EXERCISE DETAILS:
Identify and pull out each line of the entries in which "path" occurs.

Natural language region descriptions
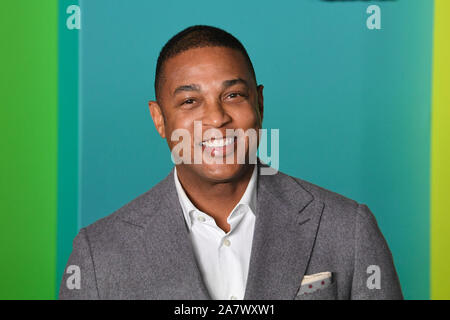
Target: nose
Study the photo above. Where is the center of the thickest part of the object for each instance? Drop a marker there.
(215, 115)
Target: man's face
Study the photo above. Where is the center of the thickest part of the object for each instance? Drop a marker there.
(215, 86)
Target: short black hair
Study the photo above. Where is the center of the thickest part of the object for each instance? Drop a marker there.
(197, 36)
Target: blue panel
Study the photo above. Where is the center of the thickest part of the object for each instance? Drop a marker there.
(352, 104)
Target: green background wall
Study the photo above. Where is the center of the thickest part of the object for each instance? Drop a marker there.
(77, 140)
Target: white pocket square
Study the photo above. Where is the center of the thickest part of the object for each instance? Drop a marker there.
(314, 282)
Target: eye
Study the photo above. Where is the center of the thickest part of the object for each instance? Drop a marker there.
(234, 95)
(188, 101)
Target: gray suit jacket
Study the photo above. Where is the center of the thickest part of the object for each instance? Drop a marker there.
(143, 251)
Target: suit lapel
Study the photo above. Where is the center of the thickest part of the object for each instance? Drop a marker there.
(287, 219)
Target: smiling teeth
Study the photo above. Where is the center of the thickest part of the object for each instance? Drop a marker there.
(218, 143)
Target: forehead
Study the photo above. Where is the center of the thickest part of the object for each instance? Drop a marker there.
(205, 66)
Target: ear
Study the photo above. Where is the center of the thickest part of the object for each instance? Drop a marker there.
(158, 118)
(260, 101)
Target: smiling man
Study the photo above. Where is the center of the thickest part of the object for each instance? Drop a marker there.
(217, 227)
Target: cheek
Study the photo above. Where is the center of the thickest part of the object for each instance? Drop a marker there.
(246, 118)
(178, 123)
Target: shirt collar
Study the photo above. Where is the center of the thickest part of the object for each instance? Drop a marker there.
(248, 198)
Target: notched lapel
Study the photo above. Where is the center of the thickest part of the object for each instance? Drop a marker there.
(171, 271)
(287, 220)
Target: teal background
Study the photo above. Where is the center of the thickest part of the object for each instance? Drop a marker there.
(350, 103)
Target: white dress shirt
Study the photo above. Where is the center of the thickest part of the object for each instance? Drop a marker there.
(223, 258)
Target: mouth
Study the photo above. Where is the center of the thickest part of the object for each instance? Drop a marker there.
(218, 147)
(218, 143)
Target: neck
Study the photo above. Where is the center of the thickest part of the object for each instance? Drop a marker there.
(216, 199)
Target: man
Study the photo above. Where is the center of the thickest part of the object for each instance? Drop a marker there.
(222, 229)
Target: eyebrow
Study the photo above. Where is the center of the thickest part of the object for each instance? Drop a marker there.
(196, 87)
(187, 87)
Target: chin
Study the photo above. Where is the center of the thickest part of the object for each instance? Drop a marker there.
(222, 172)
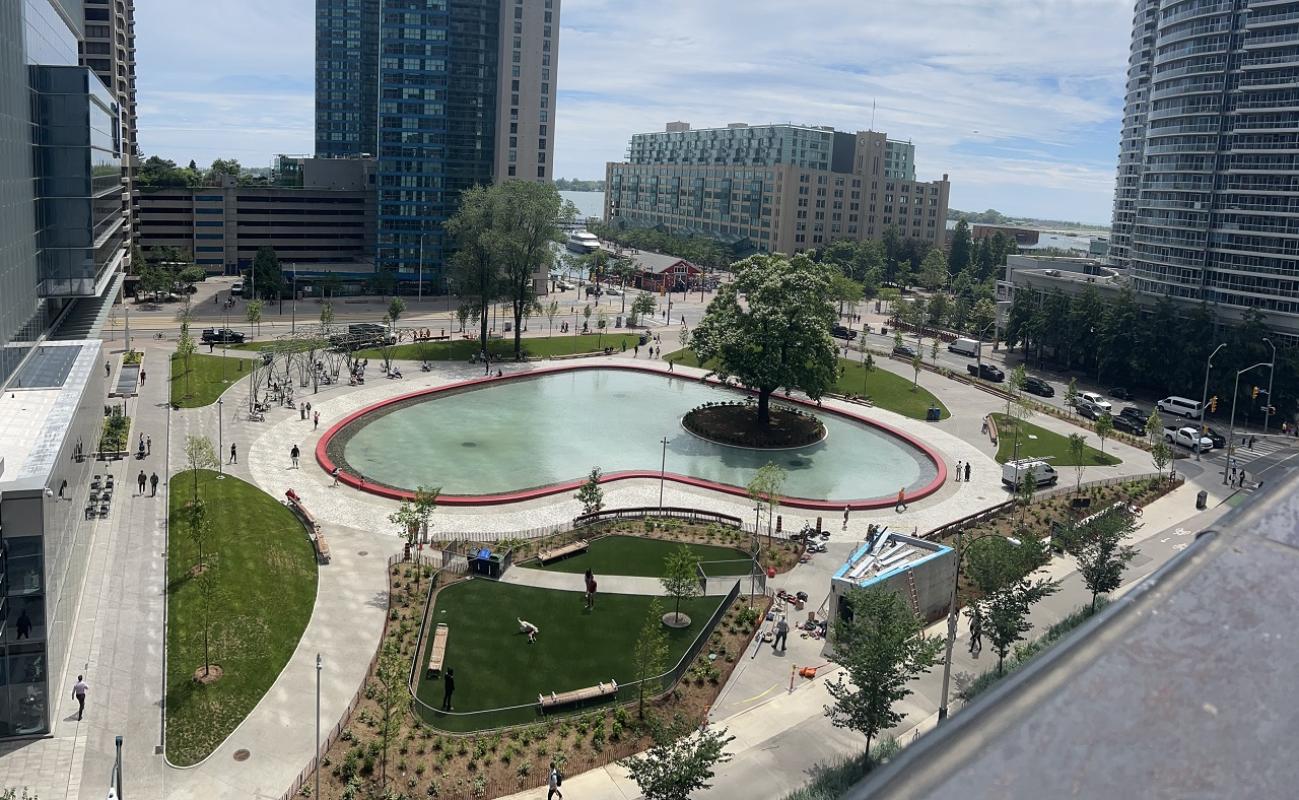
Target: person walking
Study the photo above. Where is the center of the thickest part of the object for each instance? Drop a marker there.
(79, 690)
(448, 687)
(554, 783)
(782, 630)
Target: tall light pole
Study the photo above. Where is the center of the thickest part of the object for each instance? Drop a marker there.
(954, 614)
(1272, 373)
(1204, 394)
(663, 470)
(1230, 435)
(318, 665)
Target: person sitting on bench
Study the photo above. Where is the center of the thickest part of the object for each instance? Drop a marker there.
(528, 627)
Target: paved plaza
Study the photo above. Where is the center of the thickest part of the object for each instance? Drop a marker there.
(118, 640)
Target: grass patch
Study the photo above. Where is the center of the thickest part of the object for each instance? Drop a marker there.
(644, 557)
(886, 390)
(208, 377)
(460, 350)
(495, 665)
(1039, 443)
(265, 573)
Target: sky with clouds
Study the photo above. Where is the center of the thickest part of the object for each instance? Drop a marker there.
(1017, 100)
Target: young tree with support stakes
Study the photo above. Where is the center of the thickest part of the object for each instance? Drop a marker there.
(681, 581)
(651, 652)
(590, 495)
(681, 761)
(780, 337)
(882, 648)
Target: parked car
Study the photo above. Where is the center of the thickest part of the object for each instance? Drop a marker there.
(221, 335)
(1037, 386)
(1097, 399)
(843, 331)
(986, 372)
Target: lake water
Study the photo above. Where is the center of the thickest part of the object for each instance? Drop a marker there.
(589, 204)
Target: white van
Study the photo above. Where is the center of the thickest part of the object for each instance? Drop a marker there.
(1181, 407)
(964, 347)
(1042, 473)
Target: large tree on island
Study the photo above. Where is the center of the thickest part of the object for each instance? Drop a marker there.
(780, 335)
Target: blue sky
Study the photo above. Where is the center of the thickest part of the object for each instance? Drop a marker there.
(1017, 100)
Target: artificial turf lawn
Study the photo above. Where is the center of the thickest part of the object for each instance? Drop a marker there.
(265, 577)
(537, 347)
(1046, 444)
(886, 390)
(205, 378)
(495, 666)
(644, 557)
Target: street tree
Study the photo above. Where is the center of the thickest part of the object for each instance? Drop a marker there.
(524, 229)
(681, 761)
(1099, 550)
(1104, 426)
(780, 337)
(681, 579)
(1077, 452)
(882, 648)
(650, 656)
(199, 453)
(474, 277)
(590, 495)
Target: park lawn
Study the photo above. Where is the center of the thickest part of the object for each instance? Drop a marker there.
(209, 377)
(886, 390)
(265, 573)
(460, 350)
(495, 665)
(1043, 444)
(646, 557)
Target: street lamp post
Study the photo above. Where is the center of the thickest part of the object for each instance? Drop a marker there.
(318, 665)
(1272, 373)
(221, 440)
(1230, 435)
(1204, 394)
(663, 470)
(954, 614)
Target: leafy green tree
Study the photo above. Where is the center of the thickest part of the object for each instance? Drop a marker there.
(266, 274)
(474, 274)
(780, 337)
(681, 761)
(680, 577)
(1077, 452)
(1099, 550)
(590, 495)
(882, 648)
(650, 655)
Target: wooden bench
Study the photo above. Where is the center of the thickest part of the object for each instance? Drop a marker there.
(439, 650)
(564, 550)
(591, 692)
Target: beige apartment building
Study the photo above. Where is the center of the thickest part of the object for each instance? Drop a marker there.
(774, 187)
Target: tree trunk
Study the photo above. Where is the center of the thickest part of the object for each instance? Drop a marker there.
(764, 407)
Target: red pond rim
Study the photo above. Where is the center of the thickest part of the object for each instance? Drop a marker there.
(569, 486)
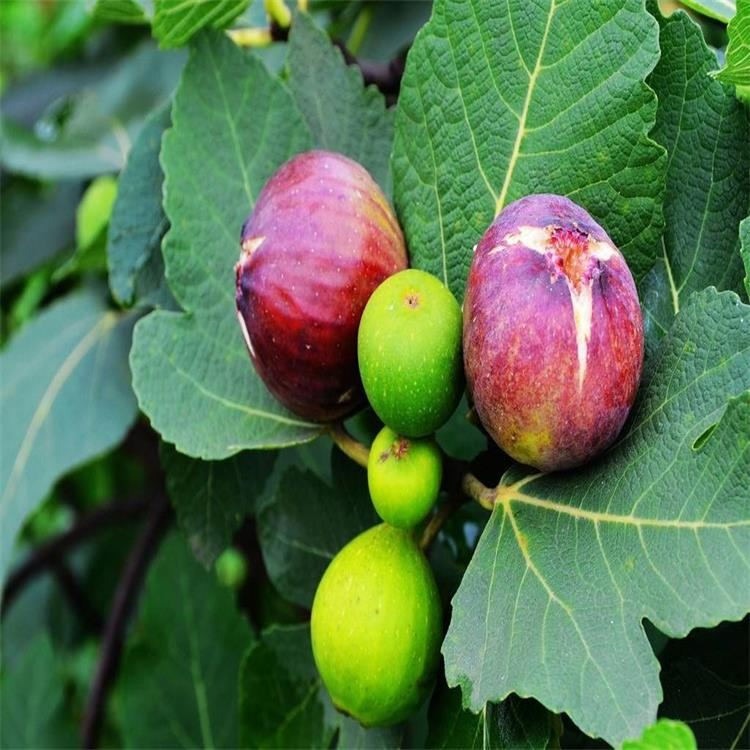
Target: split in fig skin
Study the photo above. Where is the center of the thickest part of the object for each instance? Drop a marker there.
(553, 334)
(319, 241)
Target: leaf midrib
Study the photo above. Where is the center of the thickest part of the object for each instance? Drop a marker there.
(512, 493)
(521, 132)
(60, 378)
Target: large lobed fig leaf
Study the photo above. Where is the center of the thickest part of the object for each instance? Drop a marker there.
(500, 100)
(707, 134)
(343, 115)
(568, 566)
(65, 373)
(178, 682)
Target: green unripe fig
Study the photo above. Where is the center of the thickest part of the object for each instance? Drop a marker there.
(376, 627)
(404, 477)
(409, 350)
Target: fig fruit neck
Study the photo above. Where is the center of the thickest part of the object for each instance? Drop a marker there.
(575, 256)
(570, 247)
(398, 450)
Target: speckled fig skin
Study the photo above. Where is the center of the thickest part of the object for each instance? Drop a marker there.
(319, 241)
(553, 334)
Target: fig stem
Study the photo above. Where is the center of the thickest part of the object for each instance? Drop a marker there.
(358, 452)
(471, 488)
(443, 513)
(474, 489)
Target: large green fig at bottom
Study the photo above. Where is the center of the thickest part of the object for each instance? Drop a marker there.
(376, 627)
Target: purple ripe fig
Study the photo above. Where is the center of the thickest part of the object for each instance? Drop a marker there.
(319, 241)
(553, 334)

--

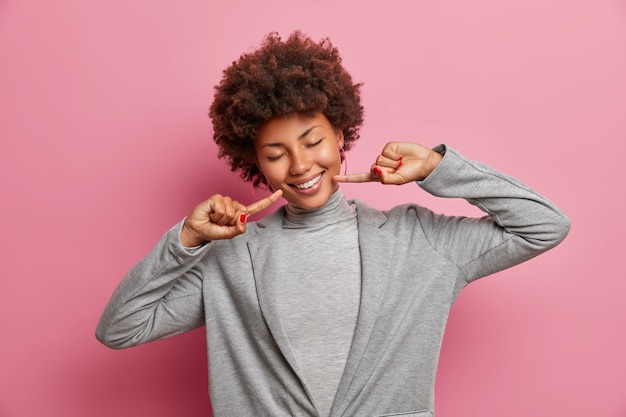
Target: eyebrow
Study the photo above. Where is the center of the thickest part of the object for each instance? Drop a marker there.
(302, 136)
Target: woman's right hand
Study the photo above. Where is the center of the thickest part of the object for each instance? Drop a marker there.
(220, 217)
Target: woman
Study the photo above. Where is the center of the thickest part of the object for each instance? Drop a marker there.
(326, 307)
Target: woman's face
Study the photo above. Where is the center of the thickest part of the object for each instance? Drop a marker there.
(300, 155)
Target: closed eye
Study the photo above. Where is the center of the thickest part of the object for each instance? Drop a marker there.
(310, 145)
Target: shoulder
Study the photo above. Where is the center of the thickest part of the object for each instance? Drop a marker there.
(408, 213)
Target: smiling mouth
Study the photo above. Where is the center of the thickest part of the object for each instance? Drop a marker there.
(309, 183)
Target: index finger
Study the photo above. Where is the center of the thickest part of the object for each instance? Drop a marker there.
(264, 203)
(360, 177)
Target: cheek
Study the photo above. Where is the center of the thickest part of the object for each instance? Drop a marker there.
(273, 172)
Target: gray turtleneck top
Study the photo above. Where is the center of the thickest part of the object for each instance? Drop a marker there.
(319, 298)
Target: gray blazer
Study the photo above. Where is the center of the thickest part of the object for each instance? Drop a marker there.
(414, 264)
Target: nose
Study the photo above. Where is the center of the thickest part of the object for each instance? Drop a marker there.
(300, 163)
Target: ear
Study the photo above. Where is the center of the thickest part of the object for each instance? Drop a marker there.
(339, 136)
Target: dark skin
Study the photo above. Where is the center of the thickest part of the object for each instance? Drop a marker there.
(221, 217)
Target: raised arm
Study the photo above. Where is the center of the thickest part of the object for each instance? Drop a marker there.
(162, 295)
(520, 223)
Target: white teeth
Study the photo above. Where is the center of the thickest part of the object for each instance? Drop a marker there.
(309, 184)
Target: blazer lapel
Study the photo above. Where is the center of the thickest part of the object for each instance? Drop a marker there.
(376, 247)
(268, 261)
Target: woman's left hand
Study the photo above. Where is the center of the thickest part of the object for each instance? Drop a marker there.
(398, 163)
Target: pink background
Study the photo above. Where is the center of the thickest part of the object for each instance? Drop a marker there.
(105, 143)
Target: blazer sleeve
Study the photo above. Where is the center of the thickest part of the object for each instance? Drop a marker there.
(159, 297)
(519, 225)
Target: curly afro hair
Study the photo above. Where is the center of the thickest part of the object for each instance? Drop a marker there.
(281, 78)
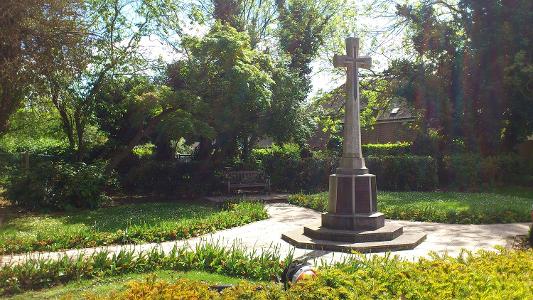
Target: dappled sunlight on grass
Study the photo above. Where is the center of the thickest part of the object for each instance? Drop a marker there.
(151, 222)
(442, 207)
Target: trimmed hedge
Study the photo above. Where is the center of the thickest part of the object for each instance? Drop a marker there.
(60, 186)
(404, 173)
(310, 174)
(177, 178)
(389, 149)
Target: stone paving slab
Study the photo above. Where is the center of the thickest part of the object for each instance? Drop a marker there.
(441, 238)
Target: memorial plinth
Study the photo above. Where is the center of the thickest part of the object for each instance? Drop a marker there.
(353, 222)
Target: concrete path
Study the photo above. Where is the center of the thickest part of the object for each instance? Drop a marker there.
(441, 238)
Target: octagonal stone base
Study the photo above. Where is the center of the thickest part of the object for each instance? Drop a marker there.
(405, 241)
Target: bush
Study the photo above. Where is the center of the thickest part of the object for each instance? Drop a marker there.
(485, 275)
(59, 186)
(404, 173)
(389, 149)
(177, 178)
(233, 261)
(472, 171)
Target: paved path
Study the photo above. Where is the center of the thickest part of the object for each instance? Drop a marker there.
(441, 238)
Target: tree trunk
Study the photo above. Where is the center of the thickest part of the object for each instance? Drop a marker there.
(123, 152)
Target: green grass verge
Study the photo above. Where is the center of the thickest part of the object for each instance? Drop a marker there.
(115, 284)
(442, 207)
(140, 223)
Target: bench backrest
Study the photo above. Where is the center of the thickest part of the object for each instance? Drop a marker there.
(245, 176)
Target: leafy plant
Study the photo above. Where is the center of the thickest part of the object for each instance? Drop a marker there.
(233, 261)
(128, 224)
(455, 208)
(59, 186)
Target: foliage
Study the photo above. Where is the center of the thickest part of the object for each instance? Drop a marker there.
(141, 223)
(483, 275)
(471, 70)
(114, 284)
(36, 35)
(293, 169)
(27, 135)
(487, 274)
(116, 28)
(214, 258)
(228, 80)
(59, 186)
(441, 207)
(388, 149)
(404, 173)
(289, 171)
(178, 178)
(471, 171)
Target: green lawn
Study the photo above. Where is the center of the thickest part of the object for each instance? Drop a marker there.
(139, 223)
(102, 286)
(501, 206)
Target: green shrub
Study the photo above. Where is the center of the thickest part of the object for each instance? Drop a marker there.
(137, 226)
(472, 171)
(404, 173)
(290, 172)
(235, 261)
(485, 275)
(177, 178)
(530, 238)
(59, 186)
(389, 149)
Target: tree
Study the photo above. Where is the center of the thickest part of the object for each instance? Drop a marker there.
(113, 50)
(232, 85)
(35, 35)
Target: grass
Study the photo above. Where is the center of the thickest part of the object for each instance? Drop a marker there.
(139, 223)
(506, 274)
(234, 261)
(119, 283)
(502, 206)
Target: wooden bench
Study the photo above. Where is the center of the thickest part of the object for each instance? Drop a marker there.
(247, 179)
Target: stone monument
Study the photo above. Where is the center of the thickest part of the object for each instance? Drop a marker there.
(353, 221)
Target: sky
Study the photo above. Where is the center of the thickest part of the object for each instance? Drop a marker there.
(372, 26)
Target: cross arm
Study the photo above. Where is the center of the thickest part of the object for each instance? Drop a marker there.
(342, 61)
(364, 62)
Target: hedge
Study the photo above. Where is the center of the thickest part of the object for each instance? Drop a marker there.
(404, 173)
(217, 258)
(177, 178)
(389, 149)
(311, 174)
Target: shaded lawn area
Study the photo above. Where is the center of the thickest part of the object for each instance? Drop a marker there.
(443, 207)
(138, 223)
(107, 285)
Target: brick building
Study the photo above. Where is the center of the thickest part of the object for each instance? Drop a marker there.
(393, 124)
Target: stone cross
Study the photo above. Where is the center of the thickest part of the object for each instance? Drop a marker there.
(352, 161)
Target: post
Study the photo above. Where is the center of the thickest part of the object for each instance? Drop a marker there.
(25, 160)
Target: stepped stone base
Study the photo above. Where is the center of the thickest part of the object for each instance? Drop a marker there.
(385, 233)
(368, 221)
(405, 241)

--

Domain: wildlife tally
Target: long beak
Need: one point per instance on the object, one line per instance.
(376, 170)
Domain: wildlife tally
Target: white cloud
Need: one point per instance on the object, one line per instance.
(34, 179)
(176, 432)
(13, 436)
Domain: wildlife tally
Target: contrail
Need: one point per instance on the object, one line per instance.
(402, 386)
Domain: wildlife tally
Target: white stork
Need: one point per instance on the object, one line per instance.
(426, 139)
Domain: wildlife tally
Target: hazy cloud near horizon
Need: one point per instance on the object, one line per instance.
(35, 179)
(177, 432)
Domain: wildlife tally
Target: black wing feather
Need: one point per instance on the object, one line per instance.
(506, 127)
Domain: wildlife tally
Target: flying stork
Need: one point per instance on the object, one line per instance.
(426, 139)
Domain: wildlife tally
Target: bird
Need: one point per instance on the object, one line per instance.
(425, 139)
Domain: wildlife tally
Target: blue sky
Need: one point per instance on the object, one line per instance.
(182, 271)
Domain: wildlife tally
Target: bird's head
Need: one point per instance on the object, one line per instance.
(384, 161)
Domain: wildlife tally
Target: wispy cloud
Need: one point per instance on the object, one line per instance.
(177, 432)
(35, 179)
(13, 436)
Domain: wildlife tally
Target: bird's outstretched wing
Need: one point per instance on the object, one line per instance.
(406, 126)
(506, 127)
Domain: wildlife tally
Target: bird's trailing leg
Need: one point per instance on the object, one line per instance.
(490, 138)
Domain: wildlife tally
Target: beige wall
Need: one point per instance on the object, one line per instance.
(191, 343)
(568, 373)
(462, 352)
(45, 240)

YOUR SOLUTION:
Target: concrete path
Target: paved path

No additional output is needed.